▸ **TASK LIST**:
A. According to the review of Gabbar Is Back, why is borrowing the Gabbar character self-defeating for the film? Answer in one to three sentences.
B. Continue the review of Gabbar Is Back, starting after its last sentence.

Hindi movie villains have said some pretty weird things over the years. Still, I don’t think I’ve ever heard a catchphrase as un-catchy as the one Digvijay Patil (Suman Talwar) wields in Gabbar Is Back. “I am a brand,” he yells time and again. With a statement of villainy this underwhelming, you’d expect our hero to top it easily. Not so. “I am a bigger brand than you,” Akshay Kumar yells back. They start fighting after this exchange, though they could just as easily have compared stock prices.
Gabbar’s back. Sort of, anyway. Kumar plays a vigilante hero operating under this epochal alias. He has a beard. He utters a couple of Amjad Khan’s lines from Sholay. And that’s it, really. Kumar and his director, Krish (Radhakrishna Jagarlamudi), are utilizing Hindi cinema’s best-known villain as a crutch, using his outsize personality to obscure the fact that they have little of their own. Apart from being pathetic, theft of this sort is also self-defeating. Every time the film references Gabbar, it only serves to remind the audience of what they’re missing.

Extracted records:
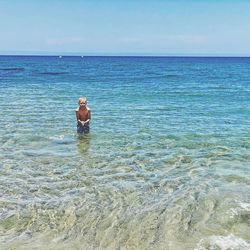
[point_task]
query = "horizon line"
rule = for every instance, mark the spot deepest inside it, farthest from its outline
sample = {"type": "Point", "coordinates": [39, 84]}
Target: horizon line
{"type": "Point", "coordinates": [103, 54]}
{"type": "Point", "coordinates": [130, 55]}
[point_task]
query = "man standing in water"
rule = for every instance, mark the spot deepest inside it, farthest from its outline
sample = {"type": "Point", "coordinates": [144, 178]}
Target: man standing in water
{"type": "Point", "coordinates": [83, 116]}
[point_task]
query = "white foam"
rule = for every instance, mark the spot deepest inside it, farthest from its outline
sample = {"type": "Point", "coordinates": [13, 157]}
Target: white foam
{"type": "Point", "coordinates": [223, 243]}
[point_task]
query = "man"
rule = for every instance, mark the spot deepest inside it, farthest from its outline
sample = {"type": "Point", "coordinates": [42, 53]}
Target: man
{"type": "Point", "coordinates": [83, 116]}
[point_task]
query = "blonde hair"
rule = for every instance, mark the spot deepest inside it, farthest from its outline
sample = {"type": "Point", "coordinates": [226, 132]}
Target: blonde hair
{"type": "Point", "coordinates": [84, 99]}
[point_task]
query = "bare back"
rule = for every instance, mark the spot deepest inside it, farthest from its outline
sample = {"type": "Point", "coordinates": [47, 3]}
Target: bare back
{"type": "Point", "coordinates": [83, 114]}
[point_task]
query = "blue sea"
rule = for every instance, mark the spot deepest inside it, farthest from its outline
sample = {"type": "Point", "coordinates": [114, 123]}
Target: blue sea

▸ **TASK ANSWERS**:
A. Each time the film references Gabbar, it reminds the audience of what they're missing. Leaning on the famous villain only highlights how little the filmmakers bring of their own.

B.
The number of Bollywood films expressing disgust with the state of the nation and proposing vigilante solutions has increased markedly in recent years. A key film was Neeraj Pandey’s A Wednesday! (2008), which traded in fears of another terrorist bombing; its combination of self-justified anger and quick-fix solutions has been borrowed by films less skilfully manipulative. Gabbar’s methods are similar to those adopted by Randeep Hooda’s gang in Ungli (2014): Identify wrongdoers, kidnap and try them. But in an upping of the ante that is disturbing even in a film this ridiculous, Gabbar goes ahead and kills the most corrupt ones. However, unlike NH10 or Badlapur, which dealt head-on with the messiness of taking the law into one’s own hands, Gabbar Is Back is cartoon activism at best.
No one watches an Akshay Kumar film for the writing, but Gabbar Is Back (story by A.R. Murugadoss, additional screenplay and dialogues by Rajat Arora) is in a class by itself. “Our system is like an infant’s diaper,” Gabbar deadpans to the camera (Kumar delivers nearly half his lines this way). “Get me information on all the Adityas in the country,” Talwar’s baddie demands unreasonably. “Who is Gabbar?” a police inspector asks, staring at a chart with a blank face and a “?” sign on it. “Question mark.”
Who green-lights rubbish like this? Question mark.
This review appeared in Mint.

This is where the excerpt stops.